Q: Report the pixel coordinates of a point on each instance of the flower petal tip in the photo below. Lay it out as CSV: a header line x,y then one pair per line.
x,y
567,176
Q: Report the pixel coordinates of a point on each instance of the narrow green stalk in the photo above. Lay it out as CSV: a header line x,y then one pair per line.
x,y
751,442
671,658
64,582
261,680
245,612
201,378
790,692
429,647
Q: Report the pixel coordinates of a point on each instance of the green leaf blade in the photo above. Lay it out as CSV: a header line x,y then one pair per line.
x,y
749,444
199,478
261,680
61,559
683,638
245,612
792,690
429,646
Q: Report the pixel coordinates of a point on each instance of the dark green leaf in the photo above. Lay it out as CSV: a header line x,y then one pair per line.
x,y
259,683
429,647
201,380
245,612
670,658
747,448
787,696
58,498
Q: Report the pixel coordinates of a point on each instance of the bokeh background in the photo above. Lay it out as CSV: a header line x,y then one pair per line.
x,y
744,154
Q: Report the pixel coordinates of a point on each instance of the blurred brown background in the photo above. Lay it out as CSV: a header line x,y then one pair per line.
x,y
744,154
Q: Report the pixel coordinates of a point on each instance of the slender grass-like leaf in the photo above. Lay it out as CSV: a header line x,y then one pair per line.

+-------+

Work request: What you return must match the records exactly, down to the last line.

Output below:
Q: Report the pixel coordinates of a point on each instance of the flower petal tip in the photo below. Lay it out as CSV: a header line x,y then one pair per line.
x,y
567,176
Q: Report the pixel coordinates of a point on each instance of the narrow green stalk in the photo above. Lay it out as CSV: a header line x,y then one pair per line.
x,y
751,442
671,658
64,582
261,680
245,612
201,378
790,692
429,647
Q: Report the pixel coordinates of a point on each instance of the green leaf blade in the photo above. Lay it out as CSV: a header line x,y then one pair per line.
x,y
749,444
199,478
261,680
61,559
683,638
245,612
792,690
429,646
Q: Report the pixel coordinates of a point on each instance of the dark green leaf in the photo above. Lay it out as CSV: a header line x,y then one pair per line.
x,y
259,683
429,647
201,380
245,612
670,658
747,448
787,696
58,498
Q: Report the pixel coordinates of a point on each instance of the bokeh background in the photo above. Lay it out as CSV: a header line x,y then one pair per line.
x,y
744,154
Q: Report the pixel coordinates of a point on each instance of the blurred brown background in the photo above. Lay it out as CSV: a header line x,y then one pair per line.
x,y
744,154
Q: Report the pixel coordinates of a point on each instance of the slender grass-like leaf in the photo above. Lay it out as CSV: a header line x,y then one pair per line.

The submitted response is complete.